▸ WORK ITEM
Look through the records, and wherever the string "each" turns up, copy out that line.

Saved entries
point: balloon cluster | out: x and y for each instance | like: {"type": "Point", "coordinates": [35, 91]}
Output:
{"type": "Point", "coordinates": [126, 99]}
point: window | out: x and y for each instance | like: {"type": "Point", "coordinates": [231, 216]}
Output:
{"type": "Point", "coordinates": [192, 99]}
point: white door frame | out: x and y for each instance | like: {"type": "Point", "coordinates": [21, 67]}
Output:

---

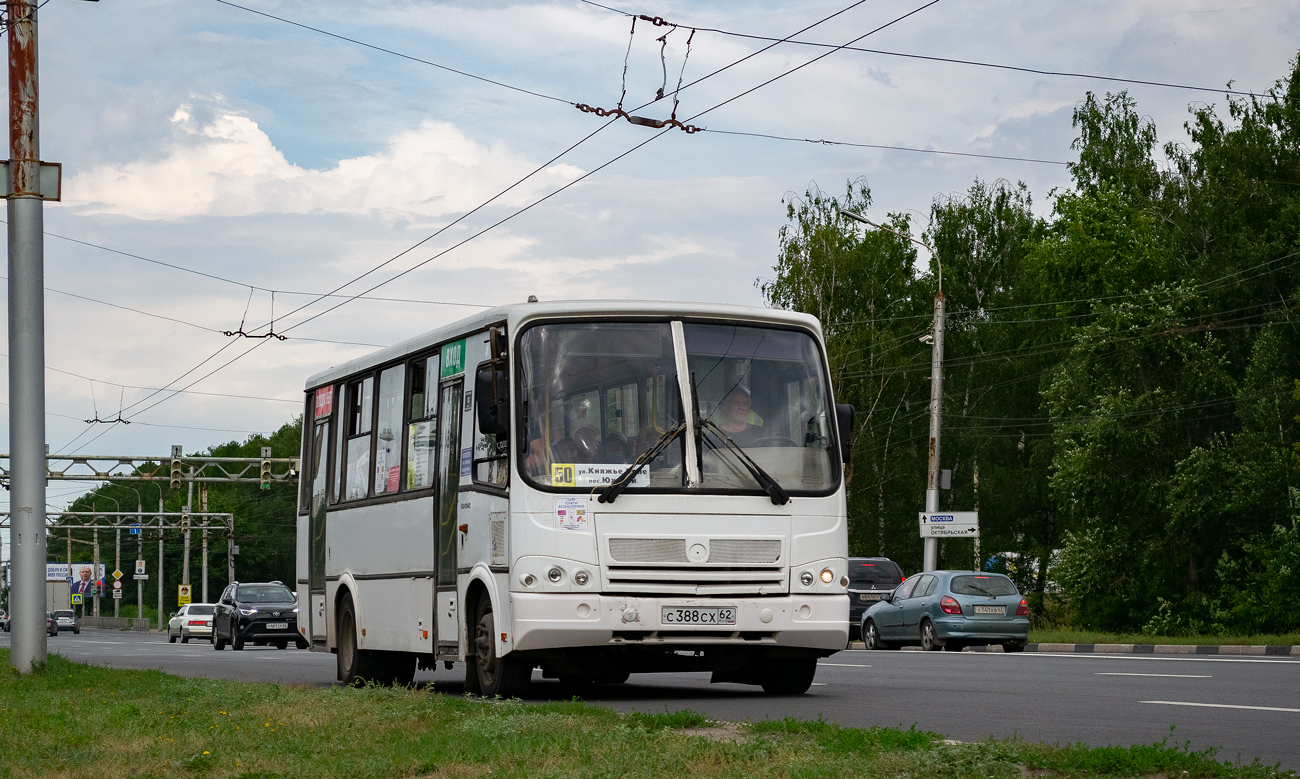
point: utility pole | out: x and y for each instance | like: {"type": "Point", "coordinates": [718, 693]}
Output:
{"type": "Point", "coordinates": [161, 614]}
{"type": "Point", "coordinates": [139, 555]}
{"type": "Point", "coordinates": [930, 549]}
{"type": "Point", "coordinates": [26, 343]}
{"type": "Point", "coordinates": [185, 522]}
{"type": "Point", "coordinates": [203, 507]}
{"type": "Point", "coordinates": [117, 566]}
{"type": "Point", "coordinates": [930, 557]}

▸ EXERCISE OUTPUT
point: balloon cluster | out: x and y for each instance | like: {"type": "Point", "coordinates": [35, 91]}
point: window | out: x and y for each instance | like: {"type": "Point", "coordinates": [231, 216]}
point: white door frame | out: x and y for each instance | like: {"type": "Point", "coordinates": [21, 67]}
point: utility pole | out: x and y for each instance | like: {"type": "Point", "coordinates": [718, 693]}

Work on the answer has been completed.